▶ **Written problem**
Put the records below, from the line containing "Please indicate the rowan" through the end of the records, into a two-column CSV with the columns "text" and "answer", one row for each record. Enclose each value in a single quoted field and replace its line breaks with spaces.
# # # # # # #
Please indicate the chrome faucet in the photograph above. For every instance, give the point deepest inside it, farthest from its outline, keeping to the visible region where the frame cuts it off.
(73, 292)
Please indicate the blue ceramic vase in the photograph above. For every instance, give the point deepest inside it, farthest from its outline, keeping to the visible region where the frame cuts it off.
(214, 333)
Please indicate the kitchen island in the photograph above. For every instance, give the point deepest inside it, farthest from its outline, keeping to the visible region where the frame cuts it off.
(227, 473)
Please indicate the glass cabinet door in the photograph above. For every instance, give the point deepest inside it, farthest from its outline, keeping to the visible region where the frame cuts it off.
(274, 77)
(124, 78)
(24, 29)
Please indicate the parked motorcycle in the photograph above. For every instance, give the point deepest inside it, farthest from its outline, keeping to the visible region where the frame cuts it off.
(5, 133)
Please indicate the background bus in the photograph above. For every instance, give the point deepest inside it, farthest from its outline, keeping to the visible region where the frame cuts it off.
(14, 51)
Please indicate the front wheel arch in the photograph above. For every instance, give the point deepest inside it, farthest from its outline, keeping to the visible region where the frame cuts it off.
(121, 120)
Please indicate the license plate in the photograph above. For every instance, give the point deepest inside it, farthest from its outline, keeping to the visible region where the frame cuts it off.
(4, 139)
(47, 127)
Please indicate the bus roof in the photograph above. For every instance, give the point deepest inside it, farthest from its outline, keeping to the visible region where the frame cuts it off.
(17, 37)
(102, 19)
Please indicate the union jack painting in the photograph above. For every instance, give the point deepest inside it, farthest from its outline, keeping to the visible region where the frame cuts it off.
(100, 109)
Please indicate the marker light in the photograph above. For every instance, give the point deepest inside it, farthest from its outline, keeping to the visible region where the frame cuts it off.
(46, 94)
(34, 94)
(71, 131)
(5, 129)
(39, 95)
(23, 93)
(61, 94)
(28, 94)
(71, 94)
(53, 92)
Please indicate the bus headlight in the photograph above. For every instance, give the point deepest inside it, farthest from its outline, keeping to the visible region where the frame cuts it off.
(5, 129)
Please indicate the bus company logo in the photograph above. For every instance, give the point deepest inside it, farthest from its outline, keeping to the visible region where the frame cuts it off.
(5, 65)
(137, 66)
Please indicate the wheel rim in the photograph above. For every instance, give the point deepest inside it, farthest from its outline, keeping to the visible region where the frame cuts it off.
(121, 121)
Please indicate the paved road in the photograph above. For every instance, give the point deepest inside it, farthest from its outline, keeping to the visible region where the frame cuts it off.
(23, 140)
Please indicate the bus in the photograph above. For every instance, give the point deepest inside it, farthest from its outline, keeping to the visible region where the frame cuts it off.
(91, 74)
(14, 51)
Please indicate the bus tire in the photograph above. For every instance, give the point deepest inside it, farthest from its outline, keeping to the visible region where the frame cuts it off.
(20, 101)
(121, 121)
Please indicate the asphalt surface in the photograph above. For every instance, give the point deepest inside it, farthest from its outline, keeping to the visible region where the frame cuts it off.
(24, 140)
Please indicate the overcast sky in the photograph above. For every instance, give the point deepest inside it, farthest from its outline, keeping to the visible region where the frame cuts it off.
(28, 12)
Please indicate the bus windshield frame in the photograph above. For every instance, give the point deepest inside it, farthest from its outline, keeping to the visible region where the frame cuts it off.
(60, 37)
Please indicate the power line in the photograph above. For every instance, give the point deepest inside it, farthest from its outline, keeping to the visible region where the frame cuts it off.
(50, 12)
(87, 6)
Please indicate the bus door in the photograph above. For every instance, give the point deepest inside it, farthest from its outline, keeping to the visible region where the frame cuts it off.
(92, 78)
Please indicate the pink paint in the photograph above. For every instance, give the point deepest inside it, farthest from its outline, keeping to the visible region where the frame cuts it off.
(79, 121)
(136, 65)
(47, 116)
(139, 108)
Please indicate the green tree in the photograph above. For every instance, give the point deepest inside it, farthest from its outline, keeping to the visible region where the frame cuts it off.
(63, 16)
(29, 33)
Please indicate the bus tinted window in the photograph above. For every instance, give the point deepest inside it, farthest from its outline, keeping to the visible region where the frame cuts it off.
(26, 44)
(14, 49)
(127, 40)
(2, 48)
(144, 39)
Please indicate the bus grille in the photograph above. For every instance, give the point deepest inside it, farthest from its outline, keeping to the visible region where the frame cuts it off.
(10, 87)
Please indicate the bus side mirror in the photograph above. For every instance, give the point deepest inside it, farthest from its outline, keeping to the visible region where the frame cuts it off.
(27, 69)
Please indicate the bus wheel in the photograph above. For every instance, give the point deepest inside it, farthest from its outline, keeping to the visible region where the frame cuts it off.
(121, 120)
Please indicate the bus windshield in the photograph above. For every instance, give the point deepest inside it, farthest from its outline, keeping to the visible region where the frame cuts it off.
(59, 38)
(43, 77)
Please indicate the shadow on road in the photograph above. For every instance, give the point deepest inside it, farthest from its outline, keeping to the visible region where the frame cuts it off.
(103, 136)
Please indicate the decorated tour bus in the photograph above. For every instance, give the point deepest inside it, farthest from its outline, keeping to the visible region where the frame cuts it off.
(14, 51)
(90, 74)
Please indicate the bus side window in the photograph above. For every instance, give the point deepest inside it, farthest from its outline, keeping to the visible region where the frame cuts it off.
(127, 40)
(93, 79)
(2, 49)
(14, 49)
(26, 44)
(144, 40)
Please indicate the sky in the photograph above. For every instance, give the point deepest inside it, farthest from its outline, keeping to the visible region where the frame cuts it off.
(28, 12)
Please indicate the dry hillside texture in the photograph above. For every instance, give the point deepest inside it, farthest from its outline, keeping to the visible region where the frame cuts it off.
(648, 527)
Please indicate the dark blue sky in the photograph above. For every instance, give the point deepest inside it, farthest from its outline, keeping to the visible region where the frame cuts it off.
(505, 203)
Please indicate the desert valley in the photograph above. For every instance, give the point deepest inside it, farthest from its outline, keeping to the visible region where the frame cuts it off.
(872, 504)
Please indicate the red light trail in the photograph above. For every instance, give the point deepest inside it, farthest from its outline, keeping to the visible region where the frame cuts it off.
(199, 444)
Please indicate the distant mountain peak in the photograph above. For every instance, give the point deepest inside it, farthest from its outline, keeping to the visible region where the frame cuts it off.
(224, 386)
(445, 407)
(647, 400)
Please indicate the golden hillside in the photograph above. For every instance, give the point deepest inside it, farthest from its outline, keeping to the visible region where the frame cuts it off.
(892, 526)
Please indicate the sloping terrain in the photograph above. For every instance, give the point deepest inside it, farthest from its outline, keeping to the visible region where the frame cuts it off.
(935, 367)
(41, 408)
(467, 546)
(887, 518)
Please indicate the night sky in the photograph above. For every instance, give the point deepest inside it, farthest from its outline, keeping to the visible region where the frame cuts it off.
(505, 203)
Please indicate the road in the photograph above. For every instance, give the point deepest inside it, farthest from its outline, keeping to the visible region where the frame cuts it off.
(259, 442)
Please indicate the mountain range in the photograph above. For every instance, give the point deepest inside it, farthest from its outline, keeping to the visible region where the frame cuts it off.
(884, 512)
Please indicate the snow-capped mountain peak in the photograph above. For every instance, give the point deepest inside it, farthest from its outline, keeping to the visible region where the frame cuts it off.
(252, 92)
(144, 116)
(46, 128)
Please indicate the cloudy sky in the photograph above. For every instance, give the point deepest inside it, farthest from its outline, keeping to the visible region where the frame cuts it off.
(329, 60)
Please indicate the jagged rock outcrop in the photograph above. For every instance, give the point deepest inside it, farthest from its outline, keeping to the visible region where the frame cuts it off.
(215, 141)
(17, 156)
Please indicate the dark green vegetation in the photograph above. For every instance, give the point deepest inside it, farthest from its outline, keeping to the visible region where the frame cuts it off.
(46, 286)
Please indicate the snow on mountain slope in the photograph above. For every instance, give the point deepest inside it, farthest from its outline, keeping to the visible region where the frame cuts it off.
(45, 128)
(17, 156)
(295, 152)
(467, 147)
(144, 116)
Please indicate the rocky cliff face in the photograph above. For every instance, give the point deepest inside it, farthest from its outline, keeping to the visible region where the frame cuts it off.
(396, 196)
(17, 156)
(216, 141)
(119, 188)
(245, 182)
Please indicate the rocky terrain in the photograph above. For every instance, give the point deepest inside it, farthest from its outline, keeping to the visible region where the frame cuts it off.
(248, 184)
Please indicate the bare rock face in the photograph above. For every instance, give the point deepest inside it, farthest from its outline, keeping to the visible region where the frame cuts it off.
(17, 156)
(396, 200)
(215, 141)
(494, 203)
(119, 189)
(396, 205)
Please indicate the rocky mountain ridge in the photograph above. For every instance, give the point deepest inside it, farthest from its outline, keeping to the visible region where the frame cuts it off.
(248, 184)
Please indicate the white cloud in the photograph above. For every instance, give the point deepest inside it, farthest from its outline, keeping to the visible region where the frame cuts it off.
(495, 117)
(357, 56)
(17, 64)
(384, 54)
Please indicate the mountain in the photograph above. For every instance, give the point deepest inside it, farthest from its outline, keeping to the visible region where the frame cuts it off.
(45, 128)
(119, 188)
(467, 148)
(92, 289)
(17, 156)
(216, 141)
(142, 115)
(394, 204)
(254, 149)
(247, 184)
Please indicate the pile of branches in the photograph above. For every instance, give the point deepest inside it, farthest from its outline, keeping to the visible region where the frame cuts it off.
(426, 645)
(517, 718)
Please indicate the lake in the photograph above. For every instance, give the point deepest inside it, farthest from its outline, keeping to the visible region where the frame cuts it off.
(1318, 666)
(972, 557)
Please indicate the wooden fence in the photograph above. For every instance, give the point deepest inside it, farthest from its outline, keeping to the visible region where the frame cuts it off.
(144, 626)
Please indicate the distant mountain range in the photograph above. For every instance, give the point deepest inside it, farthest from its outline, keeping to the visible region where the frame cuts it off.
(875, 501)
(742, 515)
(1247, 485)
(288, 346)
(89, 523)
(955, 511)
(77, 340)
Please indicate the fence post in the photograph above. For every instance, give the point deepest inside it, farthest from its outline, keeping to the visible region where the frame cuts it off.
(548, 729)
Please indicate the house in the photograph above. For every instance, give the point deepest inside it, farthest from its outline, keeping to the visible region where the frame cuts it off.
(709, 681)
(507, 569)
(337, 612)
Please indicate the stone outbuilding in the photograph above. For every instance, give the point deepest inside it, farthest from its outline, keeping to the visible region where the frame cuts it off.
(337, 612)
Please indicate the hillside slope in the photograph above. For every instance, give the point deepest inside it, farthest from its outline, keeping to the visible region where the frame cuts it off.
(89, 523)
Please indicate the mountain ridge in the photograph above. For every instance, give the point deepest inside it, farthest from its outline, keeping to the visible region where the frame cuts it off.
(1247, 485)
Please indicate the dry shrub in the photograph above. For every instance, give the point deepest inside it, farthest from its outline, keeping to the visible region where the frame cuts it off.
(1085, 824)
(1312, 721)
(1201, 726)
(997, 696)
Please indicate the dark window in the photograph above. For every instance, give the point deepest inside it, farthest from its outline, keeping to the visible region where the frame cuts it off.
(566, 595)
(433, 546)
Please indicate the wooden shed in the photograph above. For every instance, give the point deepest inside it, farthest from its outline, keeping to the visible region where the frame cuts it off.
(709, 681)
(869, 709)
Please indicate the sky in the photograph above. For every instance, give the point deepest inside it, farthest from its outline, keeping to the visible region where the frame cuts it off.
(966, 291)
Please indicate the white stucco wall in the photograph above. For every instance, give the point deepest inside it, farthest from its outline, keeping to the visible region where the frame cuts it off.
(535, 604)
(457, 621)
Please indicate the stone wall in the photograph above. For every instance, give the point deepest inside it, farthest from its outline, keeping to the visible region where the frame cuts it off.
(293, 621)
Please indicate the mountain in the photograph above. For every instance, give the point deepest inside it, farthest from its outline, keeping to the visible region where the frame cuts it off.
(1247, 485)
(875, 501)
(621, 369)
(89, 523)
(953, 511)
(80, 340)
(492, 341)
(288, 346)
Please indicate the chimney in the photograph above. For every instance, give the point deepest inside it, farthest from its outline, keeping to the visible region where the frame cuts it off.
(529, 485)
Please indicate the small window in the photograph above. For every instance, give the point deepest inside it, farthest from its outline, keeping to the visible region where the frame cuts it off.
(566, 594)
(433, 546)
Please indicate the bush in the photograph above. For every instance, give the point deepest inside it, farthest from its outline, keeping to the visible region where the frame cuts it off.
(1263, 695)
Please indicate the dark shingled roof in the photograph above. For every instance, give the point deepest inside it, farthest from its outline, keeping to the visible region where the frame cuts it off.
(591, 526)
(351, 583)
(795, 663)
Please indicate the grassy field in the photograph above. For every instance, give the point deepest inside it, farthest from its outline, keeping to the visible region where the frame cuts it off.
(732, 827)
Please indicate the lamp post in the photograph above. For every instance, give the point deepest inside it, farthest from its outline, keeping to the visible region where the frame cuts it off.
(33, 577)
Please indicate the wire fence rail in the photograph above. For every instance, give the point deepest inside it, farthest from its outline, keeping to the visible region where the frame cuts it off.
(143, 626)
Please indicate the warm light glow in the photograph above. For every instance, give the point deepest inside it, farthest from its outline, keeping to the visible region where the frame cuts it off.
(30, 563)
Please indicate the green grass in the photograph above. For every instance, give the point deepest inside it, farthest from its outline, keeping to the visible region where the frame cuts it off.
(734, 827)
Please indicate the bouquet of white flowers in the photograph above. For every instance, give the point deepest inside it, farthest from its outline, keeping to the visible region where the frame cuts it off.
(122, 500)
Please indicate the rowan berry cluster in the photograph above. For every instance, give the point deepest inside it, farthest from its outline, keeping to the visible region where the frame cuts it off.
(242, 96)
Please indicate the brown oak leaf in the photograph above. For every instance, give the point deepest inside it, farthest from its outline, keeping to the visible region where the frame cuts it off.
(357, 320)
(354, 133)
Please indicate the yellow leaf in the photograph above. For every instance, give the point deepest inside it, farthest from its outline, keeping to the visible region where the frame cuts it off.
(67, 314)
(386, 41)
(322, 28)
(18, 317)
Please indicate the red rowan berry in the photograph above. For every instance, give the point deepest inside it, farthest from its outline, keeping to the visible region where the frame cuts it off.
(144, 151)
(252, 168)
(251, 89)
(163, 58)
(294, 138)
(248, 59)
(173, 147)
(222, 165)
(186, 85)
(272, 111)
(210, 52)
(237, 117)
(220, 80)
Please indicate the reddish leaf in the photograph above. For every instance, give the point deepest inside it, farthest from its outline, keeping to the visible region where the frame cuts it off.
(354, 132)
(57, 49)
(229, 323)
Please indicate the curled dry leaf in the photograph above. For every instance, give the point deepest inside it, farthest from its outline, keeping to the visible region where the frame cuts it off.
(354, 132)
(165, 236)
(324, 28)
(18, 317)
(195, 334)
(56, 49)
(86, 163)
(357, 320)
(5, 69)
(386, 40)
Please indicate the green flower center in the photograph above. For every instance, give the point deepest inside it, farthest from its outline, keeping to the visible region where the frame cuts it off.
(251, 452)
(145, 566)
# # # # # # #
▶ **Answer to this task**
text,answer
"Please indicate the rowan berry cluster in the photograph above. For every instance, give the point deepest inside it, farthest from its outline, keeping to the visible region where the frame cuts it off.","(242, 96)"
"Please indicate the brown oak leaf in the photograph above. For every instance, give the point deepest inside it, farthest from its outline, keeping to the visible region where the frame cuts it off.","(357, 320) (354, 133)"
"Please indicate the yellow leaf in the photograph above. For every instance, give the point deepest inside it, farthest from its outline, keeping to the visible region where the frame cuts it off.","(67, 314) (386, 41) (322, 28) (18, 317)"
"Please indicate the red rowan berry in the photograph above. For every instance, give the point deepest inside it, farthest from its outline, keeping to the visible region where the frame cuts it off.","(144, 151) (252, 168) (251, 89) (163, 58) (294, 138) (248, 59) (173, 147) (222, 165) (186, 85) (272, 111) (210, 52) (237, 117) (220, 80)"
"Please indicate the reddish leaf in the photograph above. For every instance, give the point deepest inside it, farthest from its outline, keeping to the visible region where the frame cuts it off.","(354, 132) (57, 49) (229, 323)"
"Please indicate the curled dry leaf in the photograph above. For every instance, give the point deepest inside it, farthest from its outline, keeping to the visible region where the frame cuts it off.","(354, 132) (165, 236) (324, 28) (18, 317) (195, 334) (56, 49) (86, 163) (357, 320) (5, 69) (386, 40)"
"Please indicate the green flower center in the photograph above. For every instance, give the point deepest inside it, farthest from its outline, keeping to the visible region where the frame cuts it off.","(251, 452) (145, 566)"